(Saved entries)
- - -
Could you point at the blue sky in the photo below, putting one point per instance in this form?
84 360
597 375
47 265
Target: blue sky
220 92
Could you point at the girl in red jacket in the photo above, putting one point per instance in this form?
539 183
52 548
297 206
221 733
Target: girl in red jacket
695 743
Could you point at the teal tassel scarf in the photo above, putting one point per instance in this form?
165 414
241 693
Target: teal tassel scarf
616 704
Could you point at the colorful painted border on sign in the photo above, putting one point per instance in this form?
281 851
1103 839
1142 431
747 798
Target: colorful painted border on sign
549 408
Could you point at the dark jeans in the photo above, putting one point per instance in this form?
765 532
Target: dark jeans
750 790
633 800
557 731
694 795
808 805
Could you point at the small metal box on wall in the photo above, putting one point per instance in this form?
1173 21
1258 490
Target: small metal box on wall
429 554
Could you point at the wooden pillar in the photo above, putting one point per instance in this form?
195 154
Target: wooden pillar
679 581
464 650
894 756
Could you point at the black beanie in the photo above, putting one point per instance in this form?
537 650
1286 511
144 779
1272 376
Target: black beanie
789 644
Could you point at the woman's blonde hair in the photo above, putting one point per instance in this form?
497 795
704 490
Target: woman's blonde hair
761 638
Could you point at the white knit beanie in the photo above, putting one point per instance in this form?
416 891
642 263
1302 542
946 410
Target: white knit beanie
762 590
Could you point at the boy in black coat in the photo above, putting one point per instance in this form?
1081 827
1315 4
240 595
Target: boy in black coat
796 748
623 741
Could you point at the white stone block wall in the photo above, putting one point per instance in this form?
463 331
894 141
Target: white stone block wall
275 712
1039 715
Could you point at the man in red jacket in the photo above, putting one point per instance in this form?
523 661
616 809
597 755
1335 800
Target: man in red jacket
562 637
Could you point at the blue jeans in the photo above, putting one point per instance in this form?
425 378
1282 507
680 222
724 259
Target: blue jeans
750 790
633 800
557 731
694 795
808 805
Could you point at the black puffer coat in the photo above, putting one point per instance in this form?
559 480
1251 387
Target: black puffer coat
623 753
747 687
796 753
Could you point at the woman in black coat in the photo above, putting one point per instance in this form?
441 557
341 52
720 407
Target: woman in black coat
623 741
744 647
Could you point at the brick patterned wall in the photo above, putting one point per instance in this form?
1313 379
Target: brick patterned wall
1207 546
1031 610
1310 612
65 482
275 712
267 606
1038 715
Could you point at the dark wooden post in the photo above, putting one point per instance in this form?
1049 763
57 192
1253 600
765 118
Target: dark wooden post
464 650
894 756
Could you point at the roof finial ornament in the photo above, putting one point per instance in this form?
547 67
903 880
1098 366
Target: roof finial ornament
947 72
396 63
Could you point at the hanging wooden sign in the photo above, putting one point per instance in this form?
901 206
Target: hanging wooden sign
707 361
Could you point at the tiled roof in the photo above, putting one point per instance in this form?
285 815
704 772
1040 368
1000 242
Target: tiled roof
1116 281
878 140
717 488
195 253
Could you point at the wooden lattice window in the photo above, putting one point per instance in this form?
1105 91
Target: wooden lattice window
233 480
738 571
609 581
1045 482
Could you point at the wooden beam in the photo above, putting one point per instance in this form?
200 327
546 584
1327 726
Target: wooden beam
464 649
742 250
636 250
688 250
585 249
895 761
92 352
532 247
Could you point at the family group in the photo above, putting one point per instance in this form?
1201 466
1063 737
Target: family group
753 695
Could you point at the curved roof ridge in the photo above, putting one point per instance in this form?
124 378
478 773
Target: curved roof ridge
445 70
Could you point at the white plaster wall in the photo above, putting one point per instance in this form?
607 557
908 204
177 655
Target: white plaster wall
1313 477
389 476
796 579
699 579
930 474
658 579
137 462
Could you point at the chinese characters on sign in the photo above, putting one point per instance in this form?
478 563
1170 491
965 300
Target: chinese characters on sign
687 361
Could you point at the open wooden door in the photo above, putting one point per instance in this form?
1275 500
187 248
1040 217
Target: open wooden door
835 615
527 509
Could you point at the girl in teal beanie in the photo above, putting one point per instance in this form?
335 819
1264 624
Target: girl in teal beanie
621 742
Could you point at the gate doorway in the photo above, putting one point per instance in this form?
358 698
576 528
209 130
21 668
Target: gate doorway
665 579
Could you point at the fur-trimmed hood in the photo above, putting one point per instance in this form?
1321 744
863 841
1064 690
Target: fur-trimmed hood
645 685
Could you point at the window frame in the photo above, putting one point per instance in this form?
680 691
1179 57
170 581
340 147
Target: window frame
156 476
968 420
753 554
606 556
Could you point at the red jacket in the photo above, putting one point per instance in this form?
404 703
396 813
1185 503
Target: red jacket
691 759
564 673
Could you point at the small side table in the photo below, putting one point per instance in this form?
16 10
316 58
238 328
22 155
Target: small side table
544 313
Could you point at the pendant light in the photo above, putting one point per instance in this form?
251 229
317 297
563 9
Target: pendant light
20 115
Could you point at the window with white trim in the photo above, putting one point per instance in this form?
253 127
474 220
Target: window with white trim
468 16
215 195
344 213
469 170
- - -
Task prompt: Render every line of the rows above as a Markdown table with the columns Index and Line, numbering each line and omitting blank ones.

Written response:
| Index | Line |
|---|---|
| 1 | Could you point at the blue sky in the photo below, putting one point per instance in this form? |
| 2 | 84 360 |
| 3 | 597 375 |
| 4 | 47 265 |
| 5 | Target: blue sky |
| 6 | 220 92 |
| 7 | Could you point at the girl in red jacket in the photo above, putting one point per instance in this form? |
| 8 | 539 183 |
| 9 | 52 548 |
| 10 | 297 206 |
| 11 | 221 733 |
| 12 | Target: girl in red jacket |
| 13 | 695 743 |
| 14 | Could you point at the teal tassel scarf in the photo above, putting one point per instance in this form? |
| 15 | 165 414 |
| 16 | 241 693 |
| 17 | Target: teal tassel scarf |
| 18 | 616 704 |
| 19 | Could you point at the colorful painted border on sign in the photo above, putting one point per instance in this form? |
| 20 | 281 851 |
| 21 | 1103 839 |
| 22 | 1142 431 |
| 23 | 747 798 |
| 24 | Target: colorful painted border on sign |
| 25 | 549 408 |
| 26 | Could you point at the dark jeans in the photo above, putting one point per instance in this form? |
| 27 | 765 532 |
| 28 | Target: dark jeans |
| 29 | 750 790 |
| 30 | 633 800 |
| 31 | 557 731 |
| 32 | 694 795 |
| 33 | 808 805 |
| 34 | Could you point at the small metal box on wall in the photo above, putting one point per instance in this form? |
| 35 | 1173 21 |
| 36 | 1258 490 |
| 37 | Target: small metal box on wall |
| 38 | 429 554 |
| 39 | Could you point at the wooden pillar in the photo above, putting one point per instance in this form? |
| 40 | 195 154 |
| 41 | Target: wooden pillar |
| 42 | 679 581 |
| 43 | 464 650 |
| 44 | 894 756 |
| 45 | Could you point at the black beanie in the photo above, putting one point per instance in this form? |
| 46 | 537 650 |
| 47 | 1286 511 |
| 48 | 144 779 |
| 49 | 1272 376 |
| 50 | Target: black beanie |
| 51 | 789 644 |
| 52 | Could you point at the woman's blonde hair in the photo above, putting one point per instance in this form? |
| 53 | 497 795 |
| 54 | 704 490 |
| 55 | Target: woman's blonde hair |
| 56 | 761 638 |
| 57 | Could you point at the white knit beanie in the photo above, putting one point per instance in this form? |
| 58 | 416 891 |
| 59 | 642 263 |
| 60 | 1302 542 |
| 61 | 946 410 |
| 62 | Target: white knit beanie |
| 63 | 762 590 |
| 64 | Could you point at the boy in black coat in the photo above, putting one point per instance in this form? |
| 65 | 1081 827 |
| 66 | 1315 4 |
| 67 | 240 595 |
| 68 | Target: boy in black coat |
| 69 | 796 748 |
| 70 | 623 741 |
| 71 | Could you point at the white stone block wall in the photo above, putting one point per instance in this form? |
| 72 | 463 331 |
| 73 | 894 141 |
| 74 | Target: white stone block wall |
| 75 | 275 712 |
| 76 | 1039 715 |
| 77 | Could you point at the man in red jacket in the photo above, putting one point per instance in this form? |
| 78 | 523 661 |
| 79 | 616 809 |
| 80 | 597 755 |
| 81 | 1335 800 |
| 82 | Target: man in red jacket |
| 83 | 562 637 |
| 84 | Could you point at the blue jeans in the photo above, putting one point per instance in this form? |
| 85 | 425 378 |
| 86 | 1282 507 |
| 87 | 680 222 |
| 88 | 724 259 |
| 89 | Target: blue jeans |
| 90 | 750 790 |
| 91 | 633 800 |
| 92 | 557 731 |
| 93 | 694 795 |
| 94 | 808 805 |
| 95 | Could you point at the black puffer coat in the photo above, putting one point per instance in this form? |
| 96 | 559 480 |
| 97 | 1251 387 |
| 98 | Target: black puffer coat |
| 99 | 623 753 |
| 100 | 747 687 |
| 101 | 796 753 |
| 102 | Could you point at the woman in black coat in the photo above, putting one point per instance in this form? |
| 103 | 441 557 |
| 104 | 341 52 |
| 105 | 720 407 |
| 106 | Target: woman in black coat |
| 107 | 623 741 |
| 108 | 744 647 |
| 109 | Could you point at the brick patterned wall in the photo above, putting one point per instance in this form? |
| 110 | 1313 379 |
| 111 | Target: brick patterned wall |
| 112 | 1207 546 |
| 113 | 1031 610 |
| 114 | 1310 612 |
| 115 | 65 482 |
| 116 | 275 712 |
| 117 | 267 606 |
| 118 | 1038 715 |
| 119 | Could you point at the dark wooden post in the photo above, putting one point per instance in this form? |
| 120 | 1049 763 |
| 121 | 57 192 |
| 122 | 1253 600 |
| 123 | 765 118 |
| 124 | Target: dark wooden post |
| 125 | 464 650 |
| 126 | 894 756 |
| 127 | Could you point at the roof finial ornament in the photo above, putting one point per instance in this form? |
| 128 | 547 67 |
| 129 | 903 880 |
| 130 | 1098 366 |
| 131 | Target: roof finial ornament |
| 132 | 947 72 |
| 133 | 396 63 |
| 134 | Could you point at the hanging wooden sign in the photo above, putting one point per instance in this form? |
| 135 | 901 206 |
| 136 | Target: hanging wooden sign |
| 137 | 707 361 |
| 138 | Could you point at the tiled roof in the photo above, putting one point per instance in this form? |
| 139 | 285 815 |
| 140 | 704 772 |
| 141 | 1040 368 |
| 142 | 1000 242 |
| 143 | Target: tiled roof |
| 144 | 1116 281 |
| 145 | 878 140 |
| 146 | 717 488 |
| 147 | 195 253 |
| 148 | Could you point at the wooden lattice window in the photo above, putting one point per instance in this form? |
| 149 | 1105 91 |
| 150 | Target: wooden lattice window |
| 151 | 233 480 |
| 152 | 738 571 |
| 153 | 609 581 |
| 154 | 1045 482 |
| 155 | Could you point at the wooden beam in the photo above, putting one point per instance in this form? |
| 156 | 200 327 |
| 157 | 546 584 |
| 158 | 1327 726 |
| 159 | Target: wooden beam |
| 160 | 464 649 |
| 161 | 742 250 |
| 162 | 636 250 |
| 163 | 688 250 |
| 164 | 585 249 |
| 165 | 895 761 |
| 166 | 92 352 |
| 167 | 532 247 |
| 168 | Could you point at the family group in the photo above, putting one point per instance in this form? |
| 169 | 1201 466 |
| 170 | 1063 737 |
| 171 | Target: family group |
| 172 | 753 695 |
| 173 | Could you point at the curved roof ridge in the photo above, putting one point per instance in this form? |
| 174 | 124 378 |
| 175 | 478 773 |
| 176 | Target: curved roof ridge |
| 177 | 445 70 |
| 178 | Could you point at the white plaster wall in the photo above, putting one point per instance in this form? |
| 179 | 607 557 |
| 180 | 908 204 |
| 181 | 177 655 |
| 182 | Target: white plaster wall |
| 183 | 1313 477 |
| 184 | 389 476 |
| 185 | 796 579 |
| 186 | 699 579 |
| 187 | 930 474 |
| 188 | 658 579 |
| 189 | 137 462 |
| 190 | Could you point at the chinese characters on sign in the photo above, putting one point per instance in this form? |
| 191 | 478 563 |
| 192 | 1170 491 |
| 193 | 965 300 |
| 194 | Target: chinese characters on sign |
| 195 | 687 361 |
| 196 | Could you point at the open wooden door in the photo above, putting one point per instance in this form? |
| 197 | 1275 500 |
| 198 | 187 248 |
| 199 | 1040 217 |
| 200 | Target: open wooden door |
| 201 | 835 615 |
| 202 | 527 509 |
| 203 | Could you point at the girl in teal beanie in the photo above, putting one point per instance in this form? |
| 204 | 335 819 |
| 205 | 1264 624 |
| 206 | Target: girl in teal beanie |
| 207 | 621 742 |
| 208 | Could you point at the gate doorway in the photo above, putting one point per instance in this form? |
| 209 | 358 698 |
| 210 | 576 528 |
| 211 | 209 130 |
| 212 | 21 668 |
| 213 | Target: gate doorway |
| 214 | 665 579 |
| 215 | Could you point at the fur-trimmed hood in the photo above, putting one point per instance in this form? |
| 216 | 1321 744 |
| 217 | 863 841 |
| 218 | 1064 690 |
| 219 | Target: fur-trimmed hood |
| 220 | 645 685 |
| 221 | Could you point at the window frame in the photo above, putting one point per instance in this form? |
| 222 | 680 691 |
| 223 | 1179 57 |
| 224 | 170 581 |
| 225 | 340 147 |
| 226 | Target: window frame |
| 227 | 156 476 |
| 228 | 968 420 |
| 229 | 753 554 |
| 230 | 606 556 |
| 231 | Could you point at the red jacket in the photo above, putting one point per instance in this form? |
| 232 | 404 703 |
| 233 | 396 813 |
| 234 | 1185 503 |
| 235 | Target: red jacket |
| 236 | 691 759 |
| 237 | 564 673 |
| 238 | Could you point at the small side table in the photo below, putting one point per instance in this form? |
| 239 | 16 10 |
| 240 | 316 58 |
| 241 | 238 328 |
| 242 | 22 155 |
| 243 | Target: small side table |
| 244 | 544 313 |
| 245 | Could you point at the pendant light in the photo above, putting one point per instance in this form? |
| 246 | 251 229 |
| 247 | 317 297 |
| 248 | 563 9 |
| 249 | Target: pendant light |
| 250 | 20 115 |
| 251 | Could you point at the window with white trim in the photo above, putting one point per instance in this form? |
| 252 | 253 127 |
| 253 | 474 220 |
| 254 | Target: window with white trim |
| 255 | 468 16 |
| 256 | 215 195 |
| 257 | 344 213 |
| 258 | 469 170 |